_RECORDS FOR THIS EXERCISE:_
Content starts

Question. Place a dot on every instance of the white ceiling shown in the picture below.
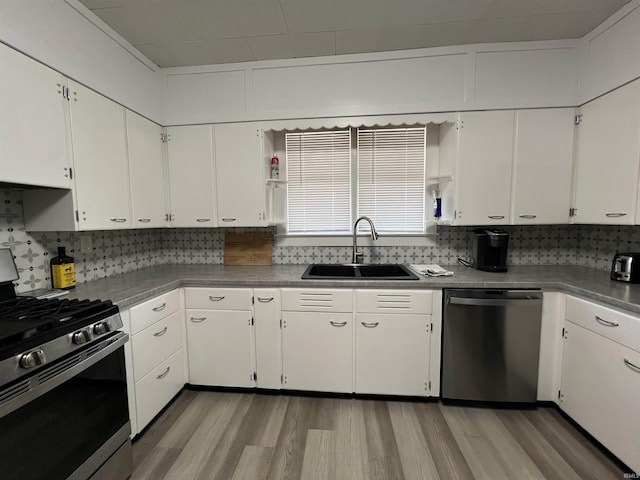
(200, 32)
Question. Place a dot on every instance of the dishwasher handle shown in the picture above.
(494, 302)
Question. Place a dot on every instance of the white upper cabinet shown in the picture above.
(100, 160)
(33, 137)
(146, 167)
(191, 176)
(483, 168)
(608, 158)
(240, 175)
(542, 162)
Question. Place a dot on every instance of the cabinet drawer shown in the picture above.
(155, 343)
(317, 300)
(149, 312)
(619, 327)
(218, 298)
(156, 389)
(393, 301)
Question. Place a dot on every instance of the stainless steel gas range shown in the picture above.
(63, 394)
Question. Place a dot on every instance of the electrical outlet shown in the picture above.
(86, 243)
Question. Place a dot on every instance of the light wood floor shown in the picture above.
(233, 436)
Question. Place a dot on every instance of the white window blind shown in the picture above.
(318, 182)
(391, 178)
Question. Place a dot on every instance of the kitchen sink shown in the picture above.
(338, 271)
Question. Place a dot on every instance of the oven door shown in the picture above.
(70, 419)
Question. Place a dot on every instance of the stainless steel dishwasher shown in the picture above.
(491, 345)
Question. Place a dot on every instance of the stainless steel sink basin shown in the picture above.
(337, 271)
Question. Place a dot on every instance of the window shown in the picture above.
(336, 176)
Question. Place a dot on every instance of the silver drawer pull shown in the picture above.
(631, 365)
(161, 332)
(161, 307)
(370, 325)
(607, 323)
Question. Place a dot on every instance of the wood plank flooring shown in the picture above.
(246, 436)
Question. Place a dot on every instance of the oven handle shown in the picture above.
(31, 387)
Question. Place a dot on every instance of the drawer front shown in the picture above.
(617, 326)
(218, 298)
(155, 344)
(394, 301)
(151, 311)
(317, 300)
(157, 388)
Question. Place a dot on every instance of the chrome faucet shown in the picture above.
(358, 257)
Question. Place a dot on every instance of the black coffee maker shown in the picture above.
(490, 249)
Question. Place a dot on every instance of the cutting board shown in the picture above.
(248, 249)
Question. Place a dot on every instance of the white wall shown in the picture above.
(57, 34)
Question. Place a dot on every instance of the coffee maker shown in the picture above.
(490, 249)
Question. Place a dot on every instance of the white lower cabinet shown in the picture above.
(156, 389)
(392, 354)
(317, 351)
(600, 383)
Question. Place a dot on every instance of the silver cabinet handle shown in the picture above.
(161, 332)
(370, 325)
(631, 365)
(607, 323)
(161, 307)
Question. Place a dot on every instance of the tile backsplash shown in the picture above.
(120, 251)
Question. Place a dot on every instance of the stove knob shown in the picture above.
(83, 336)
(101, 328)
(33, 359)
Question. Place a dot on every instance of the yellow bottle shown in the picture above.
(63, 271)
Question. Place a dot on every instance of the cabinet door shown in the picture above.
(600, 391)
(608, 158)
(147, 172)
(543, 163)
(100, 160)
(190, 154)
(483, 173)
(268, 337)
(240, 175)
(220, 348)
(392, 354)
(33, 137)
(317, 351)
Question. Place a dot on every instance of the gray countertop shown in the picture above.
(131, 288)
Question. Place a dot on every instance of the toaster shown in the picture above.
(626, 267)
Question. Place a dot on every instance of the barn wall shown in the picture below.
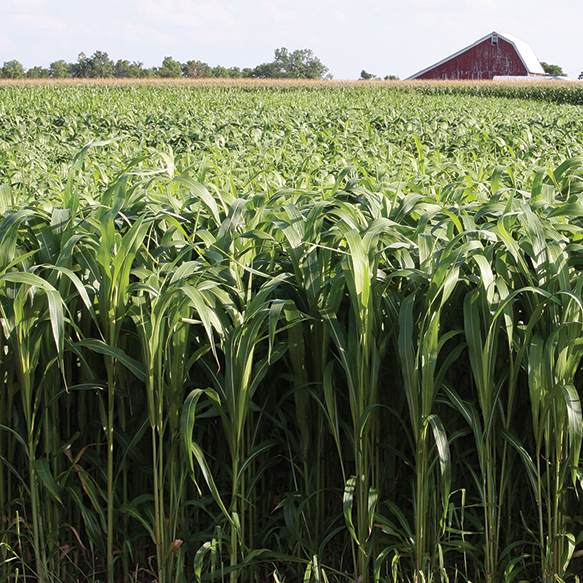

Content ends

_EXERCISE DESCRIPTION:_ Please write out every line of the listing above exactly, and leave the images behind.

_EXERCISE RESULT:_
Question. Place a dot on every instance of the white ceiling shown in the picture below.
(200, 32)
Question. Place a dot on every instance of the dishwasher handle shown in the picture above.
(494, 302)
Question. Place a dot on every instance of the white upper cabinet shown in the picture above.
(100, 160)
(33, 137)
(146, 167)
(191, 176)
(483, 168)
(608, 158)
(240, 175)
(542, 162)
Question. Place a dot on every instance of the cabinet drawer shown in the picture above.
(155, 343)
(317, 300)
(149, 312)
(619, 327)
(218, 298)
(156, 389)
(393, 301)
Question. Place a dot on every instance of the stainless steel gas range shown in the picture above.
(63, 394)
Question. Place a dot on every instance of the electrical outlet shown in the picture above.
(86, 243)
Question. Place a dot on every instance of the light wood floor shown in the picture above.
(233, 436)
Question. Place a dot on every instance of the white window blind shown in the picture above.
(318, 182)
(391, 178)
Question. Place a dot on every instance of the kitchen sink shown in the picture above.
(338, 271)
Question. Place a dot on every instance of the oven door shown in the picture above.
(70, 419)
Question. Place a dot on every instance of the stainless steel dishwasher shown in the picture above.
(491, 345)
Question. Place a dot on every instance of the stainless steel sink basin shown in the picture above.
(337, 271)
Question. Place a dot on every instance of the window shown in the picture above.
(336, 176)
Question. Place a dot on every instance of the silver drawer pull shown in the picture above.
(631, 365)
(161, 332)
(161, 307)
(370, 325)
(607, 323)
Question. Place a dot on every instance of the wood plank flooring shown in the picture above.
(246, 436)
Question. Place a dot on every instance of the oven handle shown in the picture above.
(31, 387)
Question. Place a dot on every instance of the drawer front shown in the picture above.
(617, 326)
(218, 298)
(155, 344)
(394, 301)
(151, 311)
(317, 300)
(157, 388)
Question. Place a dot on every instance of the chrome faucet shown in the picture above.
(358, 257)
Question. Place a dot on every instance of the black coffee maker shown in the picture above.
(490, 249)
Question. Place a dot on every instance of the cutting board shown in the picture above.
(248, 249)
Question. Place a dot on every instance of the white wall shown in the picture above.
(57, 34)
Question. Place a dot on every instance of the coffee maker shown in the picture above.
(490, 249)
Question. Place a dot on every instance of the white lower cabinet shown in the picture above.
(156, 389)
(392, 354)
(317, 351)
(600, 383)
Question. Place a dot on every instance of the silver cabinet handle shown in the picture above.
(161, 332)
(370, 325)
(631, 365)
(607, 323)
(161, 307)
Question. Place a dot on every instance of the tile backsplash shown in the picture above.
(120, 251)
Question. Place a dot on every instance of the stove knob shown in the picture above.
(83, 336)
(101, 328)
(33, 359)
Question. Place a dot on every instance of the yellow bottle shown in the picture above.
(63, 271)
Question. Place a dot on every instance of the cabinet door shown in the picture above.
(600, 391)
(608, 158)
(147, 172)
(543, 163)
(100, 160)
(190, 154)
(483, 173)
(268, 337)
(240, 175)
(220, 348)
(392, 354)
(33, 137)
(317, 351)
Question. Place a dot on every instance of the gray countertop shown in the picture above.
(131, 288)
Question. Place a dot on every instance of the toaster shown in the picture above.
(626, 267)
Question. Place a dot on every instance of the barn wall shown in the picture below.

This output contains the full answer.